EXTRAIT DU TEXTE
# # # # # # #

Il n'est pas trop besoin de commenter les liens entre ce poème que vous venez de lire et les trois quatrains de "Tête de faune". Les échos sont moins compliqués à percevoir que dans le cas du sonnet de Banville. Toutefois, je voudrais attirer l'attention sur quelques points. Rimbaud a clairement réécrit le dernier vers de ce poème en seize alexandrins à rimes plates. Il en a fait son vers 8 : "Sa lèvre éclate en rires par les branches ;" version des Poètes maudits ou copie manuscrite de Verlaine : "Sa lèvre éclate en rires sous les branches." Est-il possible que la leçon "par" soit une mauvaise transcription de la préposition "sous" ? Je l'ignore, et peu importe. Rimbaud a significativement effacé la mention "lubrique" pour renforcer l'envoûtement par la suggestion. La mention "Sa lèvre..." appelle d'autres commentaires avec d'autres citations de Glatigny à la clef, ce n'est pas à l'ordre du jour. En revanche, en reprenant une partie du vers de Glatigny, Rimbaud a repris une expression à la rime "sous les branches", et on peut observer de manière amusée que si dans le poème de Glatigny "branches" rimait avec "pervenches", dans son poème Rimbaud qui a mis un autre oiseau à la rime précisément de l'avant-dernier vers de son poème, le "bouvreuil", ce qui appellera d'autres commentaires sur son lien avec "Credo in unam...", etc., etc., a aussi eu l'idée de faire rimer "branches" avec "blanches", "sous les branches" avec "ses dents blanches". Or, si Rimbaud n'a pas repris les "pervenches", on s'aperçoit que plutôt dans le vers, il est question du "pied nu" qui a du suggérer la mention de couleur à Rimbaud. Le mot "pied" aurait imposé d'accorder "blanc" au masculin, mais on comprend aisément comment on passe rapidement de la rime "pervenches"::"branches" à la rime "dents blanches"::"branches" et on observe que le regard se déplace de la nymphe, en l'occurrence Naïs, au charme particulier du mâle faunesque.

# # # # # # #

ENTRÉES FOURNIES

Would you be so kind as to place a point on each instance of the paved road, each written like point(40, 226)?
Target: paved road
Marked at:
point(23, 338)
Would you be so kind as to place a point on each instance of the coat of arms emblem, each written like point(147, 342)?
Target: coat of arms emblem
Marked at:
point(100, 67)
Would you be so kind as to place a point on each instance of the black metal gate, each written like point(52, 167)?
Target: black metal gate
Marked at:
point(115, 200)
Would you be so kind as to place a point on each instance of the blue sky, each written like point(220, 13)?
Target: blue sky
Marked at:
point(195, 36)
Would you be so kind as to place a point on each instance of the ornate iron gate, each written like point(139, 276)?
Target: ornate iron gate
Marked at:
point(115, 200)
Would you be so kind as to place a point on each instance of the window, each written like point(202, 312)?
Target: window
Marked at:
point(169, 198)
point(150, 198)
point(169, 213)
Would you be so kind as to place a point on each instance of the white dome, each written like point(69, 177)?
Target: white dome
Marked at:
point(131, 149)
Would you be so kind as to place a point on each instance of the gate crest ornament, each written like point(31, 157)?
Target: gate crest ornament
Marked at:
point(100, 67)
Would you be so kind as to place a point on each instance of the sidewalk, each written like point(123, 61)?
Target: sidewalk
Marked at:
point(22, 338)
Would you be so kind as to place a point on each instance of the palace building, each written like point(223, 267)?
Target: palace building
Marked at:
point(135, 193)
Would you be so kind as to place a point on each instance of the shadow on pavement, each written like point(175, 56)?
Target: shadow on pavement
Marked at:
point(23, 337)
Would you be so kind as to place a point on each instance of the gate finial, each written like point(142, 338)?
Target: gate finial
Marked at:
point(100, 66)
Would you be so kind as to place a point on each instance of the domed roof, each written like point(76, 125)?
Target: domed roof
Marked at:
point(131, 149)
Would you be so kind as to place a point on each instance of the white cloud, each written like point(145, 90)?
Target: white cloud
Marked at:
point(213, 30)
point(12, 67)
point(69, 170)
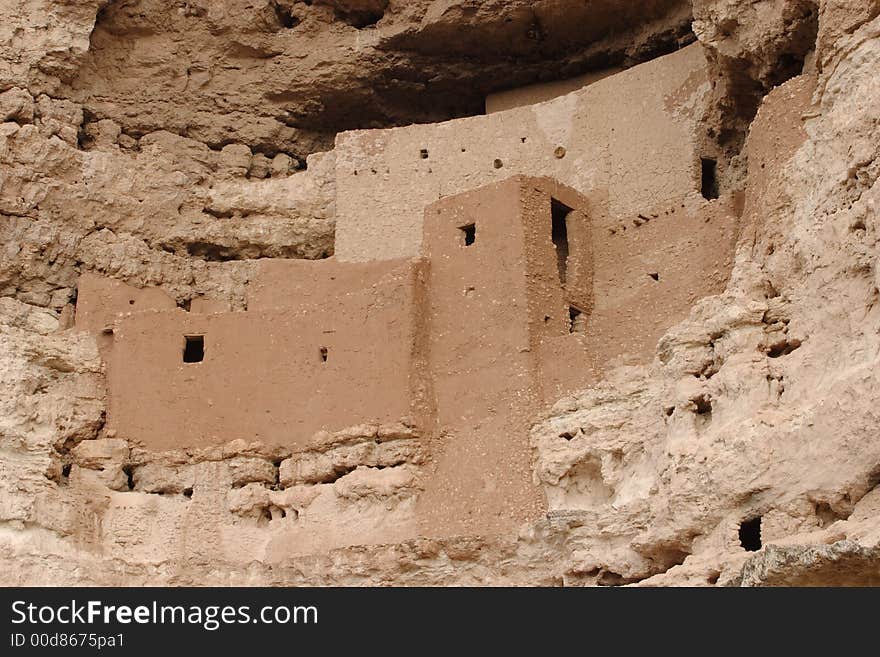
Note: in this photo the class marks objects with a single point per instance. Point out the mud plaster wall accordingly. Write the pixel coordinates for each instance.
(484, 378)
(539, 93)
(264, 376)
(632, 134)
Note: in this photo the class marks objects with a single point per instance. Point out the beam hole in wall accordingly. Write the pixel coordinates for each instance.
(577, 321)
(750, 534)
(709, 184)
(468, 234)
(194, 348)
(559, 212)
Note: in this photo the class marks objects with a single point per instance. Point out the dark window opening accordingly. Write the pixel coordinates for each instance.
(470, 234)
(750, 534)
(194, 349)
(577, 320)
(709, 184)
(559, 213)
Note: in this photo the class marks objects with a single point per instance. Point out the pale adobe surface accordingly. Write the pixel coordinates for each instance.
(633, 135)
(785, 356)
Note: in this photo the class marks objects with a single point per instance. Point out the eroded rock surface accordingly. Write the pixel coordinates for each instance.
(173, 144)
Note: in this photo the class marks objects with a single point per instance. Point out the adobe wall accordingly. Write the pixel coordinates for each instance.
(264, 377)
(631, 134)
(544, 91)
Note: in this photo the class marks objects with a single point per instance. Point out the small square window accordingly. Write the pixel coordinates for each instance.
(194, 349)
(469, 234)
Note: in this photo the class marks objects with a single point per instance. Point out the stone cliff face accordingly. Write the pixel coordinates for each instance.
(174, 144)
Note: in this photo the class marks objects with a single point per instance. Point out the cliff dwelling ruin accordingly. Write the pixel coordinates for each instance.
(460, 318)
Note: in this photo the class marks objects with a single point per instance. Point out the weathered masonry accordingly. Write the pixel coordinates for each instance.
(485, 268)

# # # # # # #

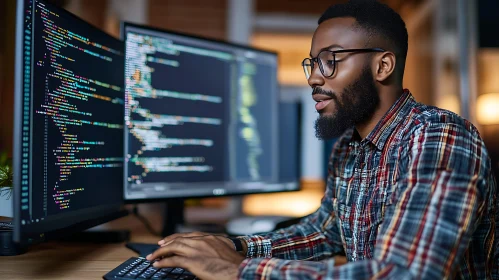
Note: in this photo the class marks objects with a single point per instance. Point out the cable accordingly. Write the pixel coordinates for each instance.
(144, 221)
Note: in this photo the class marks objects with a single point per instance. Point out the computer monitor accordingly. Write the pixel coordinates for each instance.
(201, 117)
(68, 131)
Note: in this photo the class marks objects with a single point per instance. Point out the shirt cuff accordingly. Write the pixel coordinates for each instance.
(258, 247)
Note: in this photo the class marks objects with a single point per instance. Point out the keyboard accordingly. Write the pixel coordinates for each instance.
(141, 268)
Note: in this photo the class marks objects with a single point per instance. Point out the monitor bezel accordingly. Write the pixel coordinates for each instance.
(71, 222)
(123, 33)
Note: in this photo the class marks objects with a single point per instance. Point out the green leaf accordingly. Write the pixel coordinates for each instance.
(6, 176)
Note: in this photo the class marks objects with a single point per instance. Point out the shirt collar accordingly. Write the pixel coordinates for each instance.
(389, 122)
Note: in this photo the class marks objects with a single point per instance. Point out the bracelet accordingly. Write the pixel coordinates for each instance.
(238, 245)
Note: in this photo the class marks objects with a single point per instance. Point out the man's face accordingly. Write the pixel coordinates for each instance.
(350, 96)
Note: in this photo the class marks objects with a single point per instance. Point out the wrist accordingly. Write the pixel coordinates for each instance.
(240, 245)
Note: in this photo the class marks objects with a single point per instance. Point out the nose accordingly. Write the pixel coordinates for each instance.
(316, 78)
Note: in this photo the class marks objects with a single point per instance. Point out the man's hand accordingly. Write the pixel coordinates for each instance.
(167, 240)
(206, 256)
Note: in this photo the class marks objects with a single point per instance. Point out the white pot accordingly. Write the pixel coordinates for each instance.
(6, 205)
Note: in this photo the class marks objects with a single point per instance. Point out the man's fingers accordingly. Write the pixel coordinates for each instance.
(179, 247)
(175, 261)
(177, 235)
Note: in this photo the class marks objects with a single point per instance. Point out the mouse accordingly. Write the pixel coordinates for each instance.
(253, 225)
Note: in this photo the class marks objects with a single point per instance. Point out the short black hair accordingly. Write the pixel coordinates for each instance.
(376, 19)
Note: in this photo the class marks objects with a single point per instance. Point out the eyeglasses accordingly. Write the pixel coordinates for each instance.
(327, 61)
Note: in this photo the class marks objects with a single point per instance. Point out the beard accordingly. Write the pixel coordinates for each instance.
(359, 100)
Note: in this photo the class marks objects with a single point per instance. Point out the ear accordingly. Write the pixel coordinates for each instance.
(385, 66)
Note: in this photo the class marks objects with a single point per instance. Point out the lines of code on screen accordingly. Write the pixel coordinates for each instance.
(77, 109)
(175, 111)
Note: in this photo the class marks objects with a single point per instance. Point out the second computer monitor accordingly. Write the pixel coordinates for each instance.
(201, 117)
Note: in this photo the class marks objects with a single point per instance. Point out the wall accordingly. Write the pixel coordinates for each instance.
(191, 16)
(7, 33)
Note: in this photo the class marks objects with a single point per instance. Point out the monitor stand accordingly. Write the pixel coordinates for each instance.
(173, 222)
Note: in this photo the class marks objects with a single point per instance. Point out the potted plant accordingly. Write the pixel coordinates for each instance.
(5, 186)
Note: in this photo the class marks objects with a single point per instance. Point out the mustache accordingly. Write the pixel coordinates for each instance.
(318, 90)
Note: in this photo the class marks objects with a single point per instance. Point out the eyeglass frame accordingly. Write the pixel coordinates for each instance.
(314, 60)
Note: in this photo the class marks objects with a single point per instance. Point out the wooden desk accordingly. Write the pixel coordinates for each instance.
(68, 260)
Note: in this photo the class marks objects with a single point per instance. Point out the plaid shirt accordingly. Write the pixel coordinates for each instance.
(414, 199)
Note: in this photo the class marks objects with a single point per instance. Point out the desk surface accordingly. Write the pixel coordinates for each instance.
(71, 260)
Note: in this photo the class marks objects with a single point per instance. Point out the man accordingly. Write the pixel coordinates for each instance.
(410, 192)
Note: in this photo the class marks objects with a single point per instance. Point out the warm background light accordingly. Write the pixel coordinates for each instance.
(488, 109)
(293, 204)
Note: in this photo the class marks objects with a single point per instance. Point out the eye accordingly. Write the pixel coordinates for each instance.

# # # # # # #

CONSIGNES
1 - D'après l'extrait sur Rimbaud et Glatigny, quelle mention Rimbaud a-t-il effacée en reprenant le vers de Glatigny ?
2 - Recopiez à l'identique les lignes des entrées, de la ligne qui contient « like point(142, 338)? » à celle qui contient « point(100, 66) », bornes comprises.

RÉPONSES SUCCESSIVES
1 - Rimbaud a effacé la mention « lubrique ».

2 -
Would you be so kind as to place a point on each instance of the gate finial, each written like point(142, 338)?
Target: gate finial
Marked at:
point(100, 66)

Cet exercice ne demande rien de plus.